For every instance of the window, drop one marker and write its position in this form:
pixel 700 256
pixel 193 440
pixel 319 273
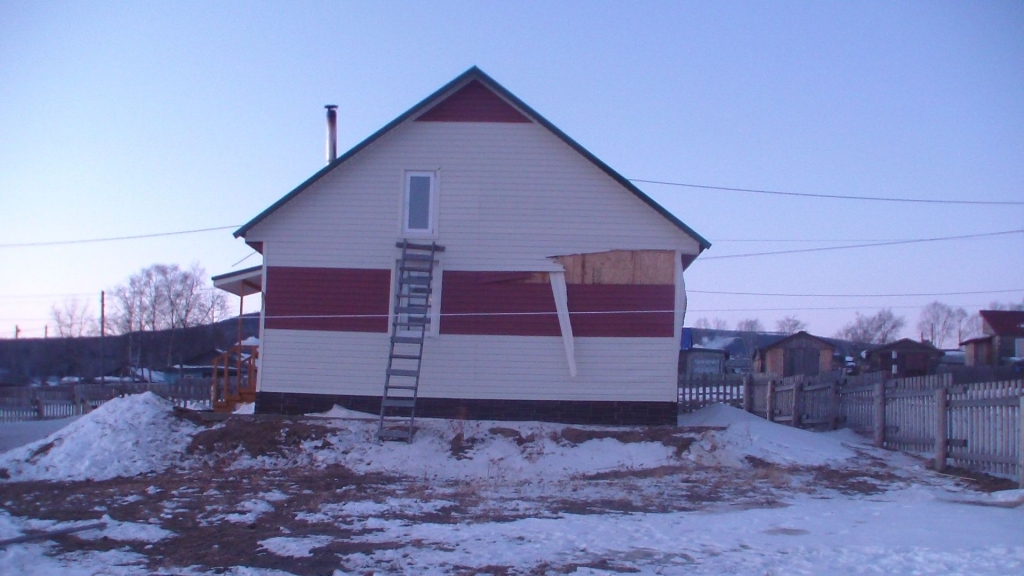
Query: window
pixel 419 204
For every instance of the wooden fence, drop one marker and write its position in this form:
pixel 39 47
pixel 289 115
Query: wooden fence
pixel 22 403
pixel 977 425
pixel 698 391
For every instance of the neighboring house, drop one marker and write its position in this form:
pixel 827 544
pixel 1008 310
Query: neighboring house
pixel 796 355
pixel 700 359
pixel 559 294
pixel 1001 342
pixel 909 358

________________________

◆ **About this exercise**: Only the lines from the one holding "Query: wooden fence" to the end of the material are wanted, each transcribed exactly.

◆ **Your response**:
Query: wooden fence
pixel 22 403
pixel 977 425
pixel 698 391
For every instance of the neighboring house, drop one marker and write its position in this form:
pixel 827 544
pixel 1008 310
Query: neighboring house
pixel 796 355
pixel 700 359
pixel 559 294
pixel 1001 342
pixel 909 358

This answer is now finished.